Task brief:
Find the line that contains "Locate every instance of the traditional". Output it and every line after it to the end of the records, exactly as they appear.

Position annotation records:
──────────────────────────────

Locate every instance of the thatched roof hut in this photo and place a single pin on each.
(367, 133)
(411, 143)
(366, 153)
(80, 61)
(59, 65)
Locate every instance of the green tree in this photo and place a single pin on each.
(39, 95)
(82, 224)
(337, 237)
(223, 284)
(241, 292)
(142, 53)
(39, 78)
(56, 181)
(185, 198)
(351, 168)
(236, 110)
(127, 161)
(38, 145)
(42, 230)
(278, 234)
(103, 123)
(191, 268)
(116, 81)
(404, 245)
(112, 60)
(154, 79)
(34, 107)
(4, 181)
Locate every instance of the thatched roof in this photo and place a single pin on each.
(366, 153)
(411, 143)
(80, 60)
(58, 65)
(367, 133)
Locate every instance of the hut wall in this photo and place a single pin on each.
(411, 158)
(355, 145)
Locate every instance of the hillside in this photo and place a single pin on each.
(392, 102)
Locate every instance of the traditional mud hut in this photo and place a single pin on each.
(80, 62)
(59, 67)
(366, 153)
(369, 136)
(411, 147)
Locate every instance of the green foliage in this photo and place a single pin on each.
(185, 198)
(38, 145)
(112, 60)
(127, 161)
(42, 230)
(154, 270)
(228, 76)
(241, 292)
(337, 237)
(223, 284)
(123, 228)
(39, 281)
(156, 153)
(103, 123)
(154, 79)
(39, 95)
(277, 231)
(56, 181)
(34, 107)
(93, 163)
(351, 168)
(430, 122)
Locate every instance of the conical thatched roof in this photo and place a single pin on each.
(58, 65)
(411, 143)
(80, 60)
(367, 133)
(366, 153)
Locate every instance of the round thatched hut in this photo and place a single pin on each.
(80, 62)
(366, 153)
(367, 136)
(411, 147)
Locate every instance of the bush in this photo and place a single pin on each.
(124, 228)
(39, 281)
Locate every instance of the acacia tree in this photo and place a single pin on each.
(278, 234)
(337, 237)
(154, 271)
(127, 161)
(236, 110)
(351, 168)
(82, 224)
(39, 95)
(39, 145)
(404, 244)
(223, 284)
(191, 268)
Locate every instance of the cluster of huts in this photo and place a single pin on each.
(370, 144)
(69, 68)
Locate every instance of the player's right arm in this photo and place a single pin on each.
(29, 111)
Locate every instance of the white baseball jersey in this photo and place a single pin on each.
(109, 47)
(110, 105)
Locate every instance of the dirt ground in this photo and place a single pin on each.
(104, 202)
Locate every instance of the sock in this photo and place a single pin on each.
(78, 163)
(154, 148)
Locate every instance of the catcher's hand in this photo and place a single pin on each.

──────────────────────────────

Task output:
Locate every instance of the traditional mud hut in this photo and place a single pin on each.
(80, 62)
(59, 67)
(366, 153)
(369, 136)
(411, 147)
Locate every instance of the green foliage in this photo and place a single pin on each.
(185, 198)
(38, 145)
(112, 60)
(127, 161)
(42, 230)
(154, 270)
(228, 76)
(241, 292)
(337, 237)
(223, 284)
(123, 228)
(39, 281)
(156, 153)
(103, 123)
(154, 79)
(39, 95)
(277, 231)
(56, 181)
(34, 107)
(93, 163)
(351, 168)
(430, 122)
Locate every instance of the conical thatched roof in this photo and place a single pin on each.
(58, 65)
(411, 143)
(80, 60)
(367, 133)
(366, 153)
Locate every instance of the round thatched hut in this photo and place a single pin on each.
(80, 62)
(366, 153)
(367, 136)
(411, 147)
Locate every instance of the bush in this photo and place a single pin on each.
(124, 228)
(39, 281)
Locate every instance of the acacia tree in this photo and place a single pin on each.
(278, 234)
(337, 237)
(154, 271)
(127, 161)
(236, 110)
(351, 168)
(82, 224)
(39, 95)
(39, 145)
(404, 244)
(223, 284)
(191, 268)
Locate every instance of the cluster of huts in this photo and place a single pin on each.
(370, 144)
(69, 68)
Locate every instance of the player's right arm in this photo and place a single pin on each.
(29, 111)
Locate every instance of the white baseball jersey in this photo and place a single pin on each.
(109, 47)
(110, 105)
Locate every instance of the dirt ground in this photo and place a single pin on each.
(104, 202)
Locate every instance of the sock in this photo and place a single pin on each.
(78, 163)
(154, 148)
Locate every instance of the catcher's hand in this photo and place a single pin on each.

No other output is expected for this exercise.